Pinnecoose said he hoped the show would “bring to light the lifestyle we live that you don’t see on television, and the relationship between the different communities.”

If the show is picked up, Greaves said they want to bring a Native writer into the writers room to help develop the show.

“I hope they get as many perspectives as possible for an accurate representation of the ethnic cultures that live here,” Pinnecoose said.

Kirsten Langmade, an Alaskan Native, said the new television show “Badwater” is a “way for Native people to get their voice heard.”

Damon Davidson stood in the long line wrapping from Grand Avenue around North Main Street with a group of friends hoping to get roles.

“Even if we don’t get parts, it will bring income to the town,” Davidson said, as well as tell a story that represents Native American life in Southwest Colorado.

By noon Tuesday, Alaska Native Kirsten Langmade was waiting with 100 others for a chance to audition in front of the writer and the director. She said the television show was exciting because it is a “way for Native people to get their voice heard” and a way to “bring awareness to reservations in the Southwest.”
★ ★ ★ ★ ★ ★ ★
Tasks to perform
- a) Answer these questions about the article on the "Badwater" auditions:
(i) Whom did Greaves say they want to bring into the writers room if the show is picked up?
(ii) From which street, and around which street, did the audition line wrap?
(iii) By noon Tuesday, how many others was Kirsten Langmade waiting with?
- b) Please extend the article on the "Badwater" auditions with a few more paragraphs, picking up after its final sentence.
★ ★ ★ ★ ★ ★ ★
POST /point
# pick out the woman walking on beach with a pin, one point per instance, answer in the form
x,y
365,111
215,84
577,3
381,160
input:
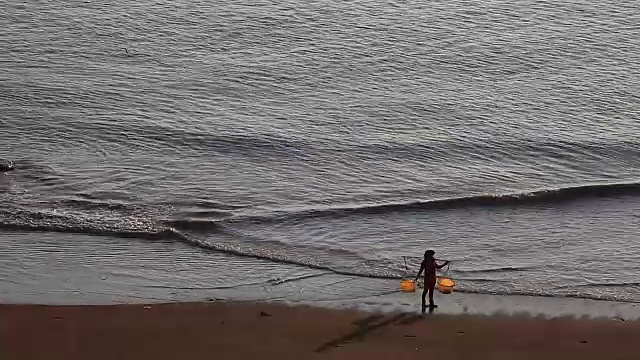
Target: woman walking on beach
x,y
429,266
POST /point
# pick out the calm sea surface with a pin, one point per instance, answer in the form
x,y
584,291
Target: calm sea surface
x,y
330,138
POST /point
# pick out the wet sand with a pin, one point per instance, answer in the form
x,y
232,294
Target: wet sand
x,y
218,330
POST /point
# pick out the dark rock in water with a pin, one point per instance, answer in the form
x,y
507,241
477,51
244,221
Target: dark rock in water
x,y
6,165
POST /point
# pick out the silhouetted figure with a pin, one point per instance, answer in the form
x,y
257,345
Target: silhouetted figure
x,y
429,266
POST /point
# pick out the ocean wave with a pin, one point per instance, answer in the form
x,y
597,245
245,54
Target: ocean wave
x,y
532,198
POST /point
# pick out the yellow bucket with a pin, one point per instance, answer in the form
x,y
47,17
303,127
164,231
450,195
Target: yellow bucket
x,y
408,285
446,285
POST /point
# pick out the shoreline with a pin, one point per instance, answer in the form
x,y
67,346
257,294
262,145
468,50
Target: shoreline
x,y
231,330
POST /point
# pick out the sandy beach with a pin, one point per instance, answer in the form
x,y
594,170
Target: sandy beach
x,y
271,331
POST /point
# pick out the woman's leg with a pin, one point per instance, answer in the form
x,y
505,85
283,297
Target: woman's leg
x,y
424,300
431,288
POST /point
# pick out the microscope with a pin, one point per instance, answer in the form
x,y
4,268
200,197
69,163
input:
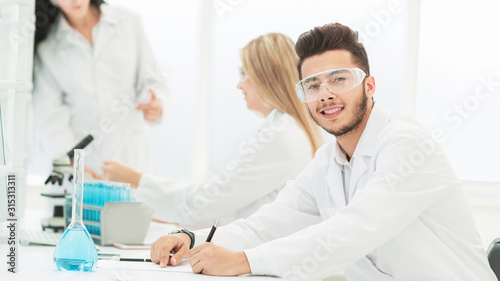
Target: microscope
x,y
58,185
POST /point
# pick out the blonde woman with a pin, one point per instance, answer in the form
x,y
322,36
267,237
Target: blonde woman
x,y
278,152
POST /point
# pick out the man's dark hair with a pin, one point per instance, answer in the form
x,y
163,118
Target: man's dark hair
x,y
333,36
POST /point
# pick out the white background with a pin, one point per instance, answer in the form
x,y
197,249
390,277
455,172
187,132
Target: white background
x,y
197,42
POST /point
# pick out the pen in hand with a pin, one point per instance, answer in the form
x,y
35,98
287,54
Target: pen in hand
x,y
212,231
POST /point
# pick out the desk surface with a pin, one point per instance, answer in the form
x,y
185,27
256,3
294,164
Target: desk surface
x,y
36,262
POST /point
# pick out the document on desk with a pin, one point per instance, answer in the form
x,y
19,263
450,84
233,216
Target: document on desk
x,y
183,266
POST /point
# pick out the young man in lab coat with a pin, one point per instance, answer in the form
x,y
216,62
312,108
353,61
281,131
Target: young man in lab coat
x,y
380,203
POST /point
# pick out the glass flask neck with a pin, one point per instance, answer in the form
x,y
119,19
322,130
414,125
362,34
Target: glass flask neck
x,y
77,200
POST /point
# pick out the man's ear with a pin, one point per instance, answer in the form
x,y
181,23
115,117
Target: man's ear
x,y
370,86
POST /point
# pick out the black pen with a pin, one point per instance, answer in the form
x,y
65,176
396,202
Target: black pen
x,y
212,231
131,259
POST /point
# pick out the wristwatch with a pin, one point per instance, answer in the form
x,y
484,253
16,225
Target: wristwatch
x,y
189,233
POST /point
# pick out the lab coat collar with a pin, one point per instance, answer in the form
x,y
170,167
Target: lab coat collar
x,y
379,117
65,30
362,154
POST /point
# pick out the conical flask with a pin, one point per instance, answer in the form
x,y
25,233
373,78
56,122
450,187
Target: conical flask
x,y
76,250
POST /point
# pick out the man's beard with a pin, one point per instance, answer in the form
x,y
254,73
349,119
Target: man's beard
x,y
360,111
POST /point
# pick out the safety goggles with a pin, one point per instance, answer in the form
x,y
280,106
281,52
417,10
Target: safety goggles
x,y
243,75
337,81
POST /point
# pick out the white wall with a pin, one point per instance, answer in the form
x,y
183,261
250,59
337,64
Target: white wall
x,y
458,53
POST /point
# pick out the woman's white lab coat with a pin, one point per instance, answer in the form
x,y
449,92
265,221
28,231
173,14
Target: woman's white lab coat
x,y
81,89
278,152
407,217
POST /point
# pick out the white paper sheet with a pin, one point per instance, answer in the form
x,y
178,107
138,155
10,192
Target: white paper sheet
x,y
183,266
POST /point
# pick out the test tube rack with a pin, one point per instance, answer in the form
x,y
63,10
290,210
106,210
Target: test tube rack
x,y
111,215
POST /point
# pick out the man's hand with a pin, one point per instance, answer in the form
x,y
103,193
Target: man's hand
x,y
177,244
214,260
151,110
116,171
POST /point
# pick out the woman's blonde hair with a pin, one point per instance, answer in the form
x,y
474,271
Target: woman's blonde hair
x,y
270,62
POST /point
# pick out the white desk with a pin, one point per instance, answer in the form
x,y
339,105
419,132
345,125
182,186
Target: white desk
x,y
36,262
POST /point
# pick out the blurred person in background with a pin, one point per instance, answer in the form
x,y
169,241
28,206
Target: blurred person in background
x,y
95,73
278,152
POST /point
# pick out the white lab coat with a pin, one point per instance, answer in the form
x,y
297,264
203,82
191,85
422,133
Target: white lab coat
x,y
81,89
278,152
407,217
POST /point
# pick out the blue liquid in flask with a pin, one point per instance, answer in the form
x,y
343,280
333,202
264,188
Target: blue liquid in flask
x,y
76,250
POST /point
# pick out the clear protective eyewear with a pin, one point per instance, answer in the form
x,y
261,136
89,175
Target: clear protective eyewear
x,y
337,81
243,75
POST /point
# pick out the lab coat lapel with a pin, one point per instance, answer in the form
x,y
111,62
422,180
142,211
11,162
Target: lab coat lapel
x,y
365,149
359,168
335,185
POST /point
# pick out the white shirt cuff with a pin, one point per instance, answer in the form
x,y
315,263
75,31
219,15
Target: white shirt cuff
x,y
257,265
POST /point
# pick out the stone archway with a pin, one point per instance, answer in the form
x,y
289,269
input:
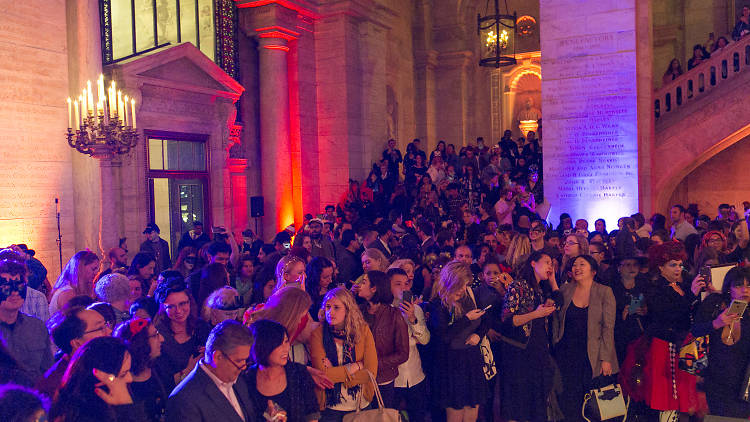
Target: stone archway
x,y
671,189
721,178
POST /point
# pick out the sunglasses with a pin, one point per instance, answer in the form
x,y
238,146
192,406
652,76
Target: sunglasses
x,y
7,287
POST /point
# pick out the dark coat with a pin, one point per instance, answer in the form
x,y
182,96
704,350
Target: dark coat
x,y
197,399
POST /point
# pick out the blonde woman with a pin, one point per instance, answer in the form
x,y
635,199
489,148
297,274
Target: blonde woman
x,y
344,349
290,271
407,265
456,327
76,279
290,307
224,303
518,252
372,260
574,245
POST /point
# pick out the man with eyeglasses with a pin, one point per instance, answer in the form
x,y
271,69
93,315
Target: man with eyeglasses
x,y
70,329
25,336
213,390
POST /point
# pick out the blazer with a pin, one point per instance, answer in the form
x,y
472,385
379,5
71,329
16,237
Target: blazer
★ ★ ★ ★ ★ ★ ★
Answers to the tasks
- a)
(i) A Native writer, to help develop the show.
(ii) From Grand Avenue around North Main Street.
(iii) 100 others.

- b)
Her mother’s village didn’t have running water until 2010, so a story about environmental issues on reservations “struck home for me,” she said.

Lyndell Chee and his son, Micah Chee, have had acting roles before. They hoped for a spot on the pilot for “Badwater.”

Lyndell Chee, who auditioned with his son, Micah Chee, grew up in Western Colorado near Egnar, and his father was a uranium miner. His parents died of cancer from being near the mines, so the idea for the show “Badwater” resonated with him.

As an actor, he’s seen the film industry in the area explode, particularly in Albuquerque and Santa Fe. With COVID-19, the film industry is “trying to stay away from major cities,” and Southwest Colorado is “beautiful and isolated.”

The two lines down Grand Avenue separated actors with resumes and headshots on one side and people new to acting or production on the other. Both lines were longer than Greaves and Alcalá anticipated. One man played his banjo for about a half-hour to entertain people as they waited.

Hopeful actors and community members entered the community center lobby one by one to have their picture taken and read a brief dialogue from the pilot episode in front of Greaves and Alcalá.

Many children auditioned as well. While there are not yet roles for young children in the show, Alcalá said it was possible they would have roles in the other episodes.

“We are collecting a bank of information, which is critical for us,” Alcalá said, particularly for later episodes. People with and without acting experience were asked to read the same dialogue.

Desiree, Sophia and Cole Dainty-Guilfoyle interview for possible acting slots of the Pilot TV show “Badwater” during a casting call Tuesday in Mancos.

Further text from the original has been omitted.